:: Your goal ::
Please check the post about UMSDOS: what does its writer call UMSDOS?

I'm responding to both posters at once, I'm not confused about who said
what ;^)
>>Hi, all,
>>was a bit surprised to learn that it didn't support UMSDOS, which I've
>>been using at home for years with no major problems.
>Yes I see ...
>>IMO, most corporate customers who use NT will not be willing to
>>partition their disks. Or to run out of space in the NT partition
>>when there's still plenty of space in the Linux partition. Or to have
>>to reboot (twice) to read Linux files while they're in NT. Or to
>>develop Linux files without any possibility that they will be backed
>>up.
UMSDOS does not equal interoperability, smbfs, vfat, ntfs, ncpfs,
msdos(fs) and hpfs do. UMSDOS was a kludge. And I have yet to
come across a company who was not willing to toss a gig drive at
Linux, even if they didn't support Linux officially. The current
ntfs is not complete becuase the office NTFS support had to be
pulled back until Gates said it was okay (which he did recently,
and released the official NTFS specs ). BTW it's a really badly
designed FS, which explains why he didn't want to release the specs.
But it does support ACLs. Yay, now he's only 15 years behind UNIX.

Object point labels
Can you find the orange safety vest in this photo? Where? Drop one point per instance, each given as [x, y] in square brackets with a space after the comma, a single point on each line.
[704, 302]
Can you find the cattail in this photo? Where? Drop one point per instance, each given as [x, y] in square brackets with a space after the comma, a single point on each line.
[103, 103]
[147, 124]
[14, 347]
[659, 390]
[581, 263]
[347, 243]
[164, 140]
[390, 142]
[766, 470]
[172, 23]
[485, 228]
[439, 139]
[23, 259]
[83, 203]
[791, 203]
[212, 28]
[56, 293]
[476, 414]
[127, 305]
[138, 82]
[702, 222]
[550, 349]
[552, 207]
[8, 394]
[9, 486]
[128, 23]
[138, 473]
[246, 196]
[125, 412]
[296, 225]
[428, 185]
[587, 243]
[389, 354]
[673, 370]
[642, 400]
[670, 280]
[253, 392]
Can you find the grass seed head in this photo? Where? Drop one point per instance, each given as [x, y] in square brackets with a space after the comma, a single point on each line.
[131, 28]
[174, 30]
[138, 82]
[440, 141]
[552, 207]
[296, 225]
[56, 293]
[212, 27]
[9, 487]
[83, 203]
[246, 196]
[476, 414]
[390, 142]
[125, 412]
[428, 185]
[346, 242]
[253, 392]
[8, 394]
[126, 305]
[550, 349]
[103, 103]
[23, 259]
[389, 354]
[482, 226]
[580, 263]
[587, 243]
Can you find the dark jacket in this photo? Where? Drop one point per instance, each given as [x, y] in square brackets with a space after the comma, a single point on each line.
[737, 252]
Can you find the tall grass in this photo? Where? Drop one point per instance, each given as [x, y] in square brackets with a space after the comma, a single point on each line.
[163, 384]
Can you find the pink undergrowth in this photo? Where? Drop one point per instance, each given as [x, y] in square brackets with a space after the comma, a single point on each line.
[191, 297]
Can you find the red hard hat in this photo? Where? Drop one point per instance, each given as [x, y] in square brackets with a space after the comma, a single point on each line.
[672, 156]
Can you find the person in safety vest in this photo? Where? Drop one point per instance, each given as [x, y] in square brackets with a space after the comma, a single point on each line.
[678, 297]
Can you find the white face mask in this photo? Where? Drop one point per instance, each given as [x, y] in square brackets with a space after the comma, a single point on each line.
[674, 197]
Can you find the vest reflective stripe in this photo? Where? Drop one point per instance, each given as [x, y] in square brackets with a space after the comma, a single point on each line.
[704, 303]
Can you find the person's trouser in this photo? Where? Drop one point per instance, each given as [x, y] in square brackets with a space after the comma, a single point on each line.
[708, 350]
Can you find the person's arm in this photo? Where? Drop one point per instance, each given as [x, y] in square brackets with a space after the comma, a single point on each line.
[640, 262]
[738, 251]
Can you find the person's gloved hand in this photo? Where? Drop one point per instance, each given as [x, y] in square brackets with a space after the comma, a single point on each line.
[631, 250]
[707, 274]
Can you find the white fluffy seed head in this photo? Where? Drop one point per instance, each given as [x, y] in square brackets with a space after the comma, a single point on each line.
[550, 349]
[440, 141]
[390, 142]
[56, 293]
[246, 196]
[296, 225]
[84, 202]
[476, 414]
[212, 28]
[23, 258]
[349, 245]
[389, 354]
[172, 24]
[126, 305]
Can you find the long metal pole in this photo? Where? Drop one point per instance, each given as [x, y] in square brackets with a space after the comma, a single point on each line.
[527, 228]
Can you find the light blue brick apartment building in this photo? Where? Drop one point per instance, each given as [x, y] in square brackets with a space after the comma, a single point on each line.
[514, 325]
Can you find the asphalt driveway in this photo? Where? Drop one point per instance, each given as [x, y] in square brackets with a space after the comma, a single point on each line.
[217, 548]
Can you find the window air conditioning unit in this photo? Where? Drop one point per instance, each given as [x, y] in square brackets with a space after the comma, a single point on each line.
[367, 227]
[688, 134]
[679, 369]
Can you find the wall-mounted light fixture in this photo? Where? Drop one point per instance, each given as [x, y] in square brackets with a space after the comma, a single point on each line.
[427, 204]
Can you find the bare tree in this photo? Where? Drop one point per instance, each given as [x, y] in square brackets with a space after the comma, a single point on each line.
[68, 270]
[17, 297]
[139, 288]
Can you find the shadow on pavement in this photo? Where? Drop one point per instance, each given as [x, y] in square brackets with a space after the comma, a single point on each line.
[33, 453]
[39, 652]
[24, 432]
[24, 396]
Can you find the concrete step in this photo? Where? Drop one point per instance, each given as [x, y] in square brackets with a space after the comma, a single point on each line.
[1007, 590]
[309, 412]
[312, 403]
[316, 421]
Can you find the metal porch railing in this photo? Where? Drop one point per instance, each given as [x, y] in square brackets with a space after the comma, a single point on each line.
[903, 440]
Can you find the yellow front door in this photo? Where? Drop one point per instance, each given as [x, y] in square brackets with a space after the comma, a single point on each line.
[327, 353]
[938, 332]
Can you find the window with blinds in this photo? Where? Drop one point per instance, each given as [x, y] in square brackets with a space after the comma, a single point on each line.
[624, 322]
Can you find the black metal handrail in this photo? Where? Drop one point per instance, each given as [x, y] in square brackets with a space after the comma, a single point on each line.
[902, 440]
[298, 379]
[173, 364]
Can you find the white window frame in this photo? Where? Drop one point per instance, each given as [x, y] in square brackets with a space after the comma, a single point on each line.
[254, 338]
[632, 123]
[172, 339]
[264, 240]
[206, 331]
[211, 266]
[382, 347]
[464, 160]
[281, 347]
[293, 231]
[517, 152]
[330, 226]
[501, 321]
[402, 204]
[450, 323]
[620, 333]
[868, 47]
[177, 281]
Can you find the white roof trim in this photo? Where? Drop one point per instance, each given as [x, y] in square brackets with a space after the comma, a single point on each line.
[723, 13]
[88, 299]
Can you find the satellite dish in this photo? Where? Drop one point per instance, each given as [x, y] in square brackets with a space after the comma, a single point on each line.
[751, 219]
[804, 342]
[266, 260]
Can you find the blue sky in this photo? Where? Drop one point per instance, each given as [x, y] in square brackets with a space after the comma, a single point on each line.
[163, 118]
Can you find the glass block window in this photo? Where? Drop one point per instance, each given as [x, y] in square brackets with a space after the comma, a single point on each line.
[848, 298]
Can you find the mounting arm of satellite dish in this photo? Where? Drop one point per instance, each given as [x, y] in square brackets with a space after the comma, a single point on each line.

:: Correct result ::
A kludge.